- **GIVEN TASK**:
Reproduce the following material word for word, leaving out the pictures.

>> BEGIN MATERIAL SHOWN

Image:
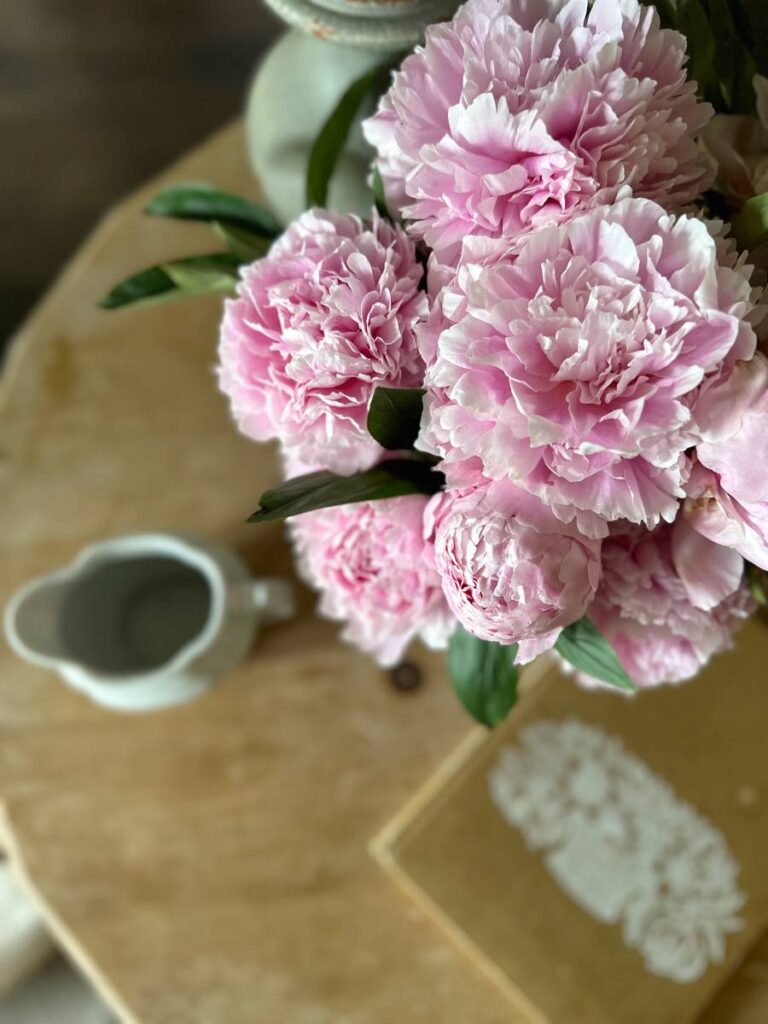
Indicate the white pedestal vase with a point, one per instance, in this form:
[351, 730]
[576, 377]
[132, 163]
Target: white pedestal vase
[303, 77]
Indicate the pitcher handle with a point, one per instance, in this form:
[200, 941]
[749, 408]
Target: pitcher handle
[273, 599]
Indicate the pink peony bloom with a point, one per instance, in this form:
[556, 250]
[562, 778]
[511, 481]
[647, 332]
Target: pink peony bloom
[320, 322]
[511, 572]
[668, 600]
[571, 361]
[728, 487]
[519, 113]
[376, 573]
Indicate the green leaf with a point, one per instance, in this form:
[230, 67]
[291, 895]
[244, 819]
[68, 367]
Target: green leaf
[201, 202]
[175, 280]
[750, 226]
[694, 25]
[330, 142]
[241, 243]
[394, 416]
[587, 649]
[325, 489]
[749, 16]
[380, 199]
[484, 676]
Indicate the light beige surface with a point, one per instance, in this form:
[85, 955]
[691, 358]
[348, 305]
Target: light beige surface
[207, 864]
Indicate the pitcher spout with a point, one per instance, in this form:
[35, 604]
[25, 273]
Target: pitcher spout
[32, 621]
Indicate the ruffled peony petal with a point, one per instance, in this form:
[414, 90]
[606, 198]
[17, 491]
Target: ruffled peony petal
[322, 321]
[374, 567]
[520, 114]
[585, 361]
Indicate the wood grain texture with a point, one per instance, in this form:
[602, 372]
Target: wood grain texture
[208, 864]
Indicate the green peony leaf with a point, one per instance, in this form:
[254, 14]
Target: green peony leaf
[587, 649]
[750, 226]
[241, 243]
[394, 417]
[201, 202]
[484, 676]
[325, 489]
[330, 142]
[175, 280]
[380, 199]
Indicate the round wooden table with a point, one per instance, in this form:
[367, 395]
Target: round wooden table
[208, 864]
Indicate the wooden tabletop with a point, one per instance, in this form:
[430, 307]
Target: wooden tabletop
[208, 864]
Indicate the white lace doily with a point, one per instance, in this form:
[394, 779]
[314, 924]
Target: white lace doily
[622, 844]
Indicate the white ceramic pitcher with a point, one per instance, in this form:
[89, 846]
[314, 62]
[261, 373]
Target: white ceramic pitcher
[144, 621]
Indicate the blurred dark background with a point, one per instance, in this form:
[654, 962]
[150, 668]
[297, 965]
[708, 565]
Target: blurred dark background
[95, 96]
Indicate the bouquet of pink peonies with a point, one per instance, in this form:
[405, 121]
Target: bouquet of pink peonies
[521, 406]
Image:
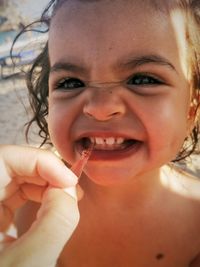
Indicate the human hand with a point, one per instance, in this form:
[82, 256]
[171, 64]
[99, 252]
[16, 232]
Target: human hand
[37, 175]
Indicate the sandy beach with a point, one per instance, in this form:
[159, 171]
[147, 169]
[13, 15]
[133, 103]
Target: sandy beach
[15, 112]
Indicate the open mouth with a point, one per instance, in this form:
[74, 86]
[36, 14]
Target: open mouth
[107, 144]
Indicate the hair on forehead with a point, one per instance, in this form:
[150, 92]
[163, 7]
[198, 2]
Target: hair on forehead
[159, 5]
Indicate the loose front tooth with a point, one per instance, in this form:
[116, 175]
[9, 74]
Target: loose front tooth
[92, 139]
[119, 140]
[110, 140]
[99, 140]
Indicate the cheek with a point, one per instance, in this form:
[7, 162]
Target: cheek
[166, 125]
[59, 125]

>> END MATERIAL SHOWN

- **WRITTEN RESPONSE**:
Image:
Indicate the white pedestal vase with a point, one per instance, in this form:
[351, 730]
[576, 377]
[132, 163]
Target: white pedestal vase
[303, 77]
Indicate the pitcher handle with a point, one per instance, in this form:
[200, 941]
[749, 408]
Target: pitcher handle
[273, 599]
Indicate the pink peony bloom with a point, one per instance, in this form:
[556, 250]
[562, 778]
[511, 481]
[647, 332]
Target: pink peony bloom
[320, 322]
[511, 572]
[668, 600]
[571, 361]
[728, 487]
[519, 113]
[376, 573]
Indicate the green leaf with a point, one per instance, in this form:
[230, 67]
[291, 895]
[244, 819]
[68, 367]
Target: green leaf
[201, 202]
[175, 280]
[750, 226]
[694, 25]
[330, 142]
[241, 243]
[394, 416]
[587, 649]
[325, 489]
[749, 16]
[380, 199]
[484, 676]
Indicate the light beige surface with a point, one per instance, in this form:
[85, 955]
[691, 358]
[348, 305]
Target: light beige surface
[207, 864]
Indicate the pitcher spout with a point, one per instance, in this form:
[35, 604]
[25, 273]
Target: pitcher spout
[32, 621]
Indicate the ruffled peony petal with a point, one per instance, in this form:
[414, 90]
[606, 198]
[17, 491]
Target: ruffled peony petal
[322, 321]
[374, 567]
[520, 114]
[585, 361]
Indicate the wood grain texture with a point, one per instance, in this form:
[602, 372]
Target: wood grain texture
[208, 864]
Indicate the green peony leaf with a point, one per instance, in this form:
[254, 14]
Target: green peony leaf
[587, 649]
[750, 226]
[241, 243]
[394, 417]
[201, 202]
[484, 676]
[325, 489]
[330, 142]
[175, 280]
[380, 199]
Indicate the round wooden table with a point, one per instance, in this form:
[367, 395]
Target: round wooden table
[208, 864]
Indicate the wooden tabletop with a point, one per instance, in this form:
[430, 307]
Target: wooden tabletop
[208, 864]
Indicate the white lace doily with a point, one per instance, in this form:
[394, 779]
[314, 924]
Target: white lace doily
[622, 844]
Indicate the white ceramic pitcher with a point, one per instance, in this form:
[89, 846]
[314, 62]
[261, 373]
Target: white ceramic pitcher
[144, 621]
Indicate the blurred dark background with a point, one per instance, in this form:
[654, 962]
[150, 668]
[297, 965]
[708, 565]
Target: blurred dark background
[95, 96]
Indicate the bouquet of pink peonies with a point, one per instance, in this form:
[405, 121]
Target: bouquet of pink peonies
[521, 406]
Image:
Indicate the human hand with a point, one per instance, in this form:
[82, 256]
[171, 64]
[99, 252]
[16, 232]
Target: human hand
[37, 175]
Indicate the sandy beach with a point, one per instance, in this form:
[159, 171]
[147, 169]
[13, 15]
[133, 103]
Target: sandy beach
[15, 112]
Indicate the open mouth with a point, one per instance, in this form:
[74, 86]
[36, 14]
Target: open mouth
[107, 144]
Indicate the hair on forehead with a point, one per instance, in this form:
[150, 92]
[163, 7]
[198, 2]
Target: hair on forehead
[159, 5]
Indicate the loose front tooth with a point, one per instance, in this form:
[116, 175]
[9, 74]
Target: loose front tooth
[92, 139]
[119, 140]
[110, 140]
[99, 140]
Indicate the cheek with a point, one per instance, in this form:
[7, 162]
Target: cheek
[166, 125]
[59, 125]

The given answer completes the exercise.